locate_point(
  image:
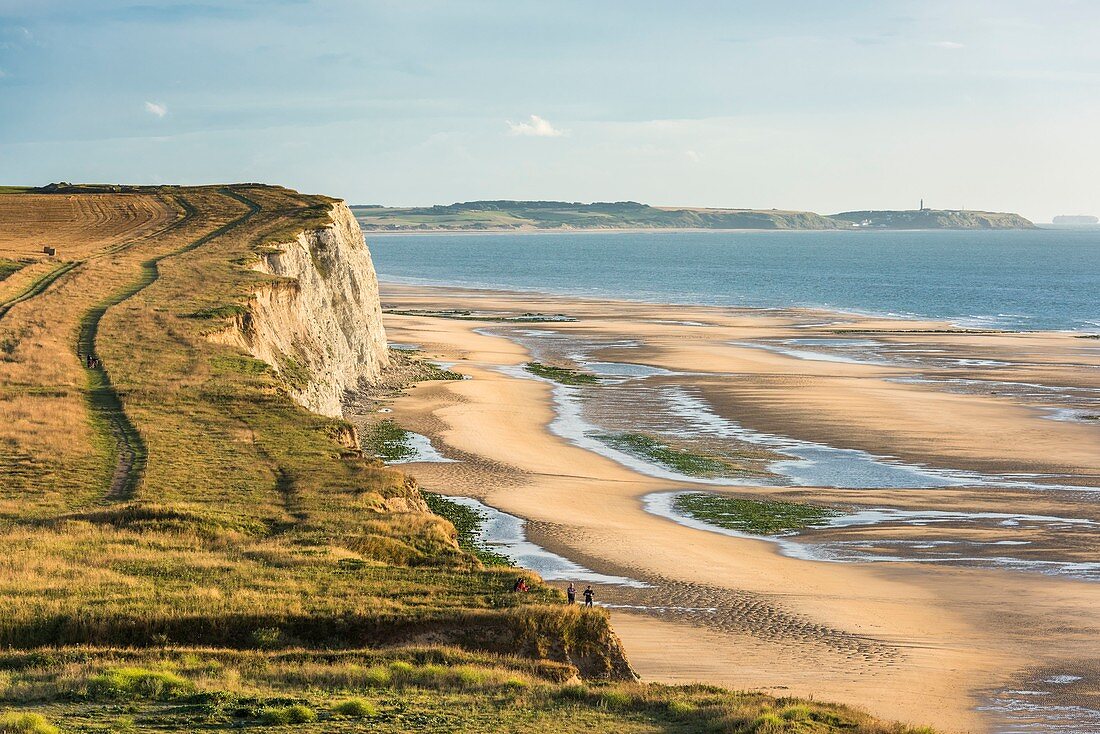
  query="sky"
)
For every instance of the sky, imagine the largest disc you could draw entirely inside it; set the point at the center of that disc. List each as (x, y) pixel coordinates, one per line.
(793, 105)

****

- [TO BE DONE] Could you rewrite the data above with every "disc" changed to "circle", leaving everything else as it is and omitting the pictures?

- [COMPLETED EXERCISE]
locate_point(
  image:
  query="sky"
)
For every instance of the sky, imagine the largest circle you could draw entirely inside it; set the point at the center of that circle. List each as (x, y) pixel coordinates, one per line.
(793, 105)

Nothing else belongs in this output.